• Quoted passage:
* START *
# Now part of the club...picked up a C-dale tandem



## TiGeo (Jul 31, 2008)

Well, my buddy and I finally picked up a tandem. Found it on Ebay and got a great deal. It’s a 1998 C-dale MT1000. Just needs knobbies and some cockpit work and we should be off and running. Bummer it doesn’t have disc brakes but we will live. It has Sachs twist shifters…how freakin’ cool is that!


----------



## ki5ka (Dec 17, 2006)

Have fun!


----------



## Okayfine (Sep 7, 2010)

Hello and welcome. There is a C'Dale thread to keep track and look over others ideas and setups.

Depending on your team weight and your intended use, be wary of your brake setup:

http://forums.mtbr.com/tandem-mountain-bikes/tandem-rim-brakes-937199.html


----------



## TiGeo (Jul 31, 2008)

Magura rim brakes might be the ticket here.


----------



## TiGeo (Jul 31, 2008)

Here she is! 1998 C-Dale MT1000 (20"/18"). Just need a wider bar (and black) for the stoker. We picked this up off eBay for $650 shipped. Added knobbies, wider bar, new stem up front (needed 31.8 for the new bar), ESI grips, fixed the front derailleur (braze-on clamp was broken), and for some reason it had a 7-speed cassette so dropped a 8-speed on there. Will be putting clipless pedals on there and that should be about it. Works great! Has some big-ole' seats but will see if they work and ride it with them. We are racing a monstercross in a few weeks on it and need to practice. It's really too big for me (captain) but we will make it work.
* END *
• To-do list:
1. What price does the tandem thread give for the bike bought on eBay?
2. Continue the tandem thread from the point where it stops.

• Records shown:
* START *
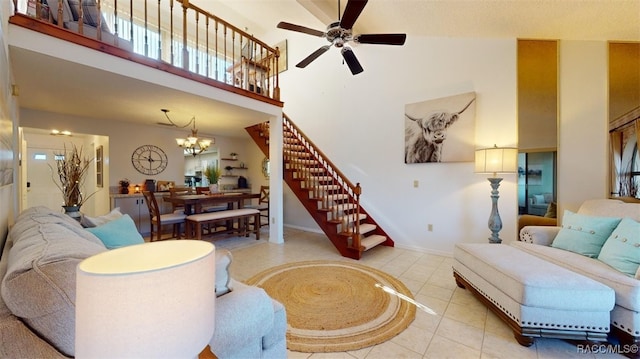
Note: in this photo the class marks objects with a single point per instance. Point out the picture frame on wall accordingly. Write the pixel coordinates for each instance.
(440, 130)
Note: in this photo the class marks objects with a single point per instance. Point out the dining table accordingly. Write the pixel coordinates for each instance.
(193, 203)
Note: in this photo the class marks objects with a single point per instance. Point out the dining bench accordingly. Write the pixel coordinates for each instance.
(196, 222)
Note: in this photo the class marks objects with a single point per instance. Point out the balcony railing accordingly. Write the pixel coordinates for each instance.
(174, 34)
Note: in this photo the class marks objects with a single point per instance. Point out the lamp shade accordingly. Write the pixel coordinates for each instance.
(152, 300)
(496, 160)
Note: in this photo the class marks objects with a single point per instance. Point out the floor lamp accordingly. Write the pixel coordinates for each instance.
(151, 300)
(496, 160)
* END *
• Final answers:
1. $650, shipped.

2.
----------



## PMK (Oct 12, 2004)

FWIW, that vintage of Cannondale seemed to have all the bikes listed lager than they actually were. That 20, will tall, is likely short on top tube length. They work well and are comfortable as long as you remember the stand over is nil.

Our ECDM is by the numbers too big for me, but honestly it is the best fitting tandem with the longer top tube. I just ensure I crash and hit my but or go to the side and let the back of my leg rest on the TT.

PK


----------



## TiGeo (Jul 31, 2008)

^^^Yes...that seems to be the case. Its actually the 22"/18" size...negative standover for my 5'6"/29" self! But, with the seat slid forward a bit and a 75mm stem, the top tube length is fine. Certainly good enough to fart around on and see if we like the tandem thing...I should be able to sell this for double what I paid for it to help fund a Salsa Powderkeg! I just have to get good at bailing off or standing on my tip toes!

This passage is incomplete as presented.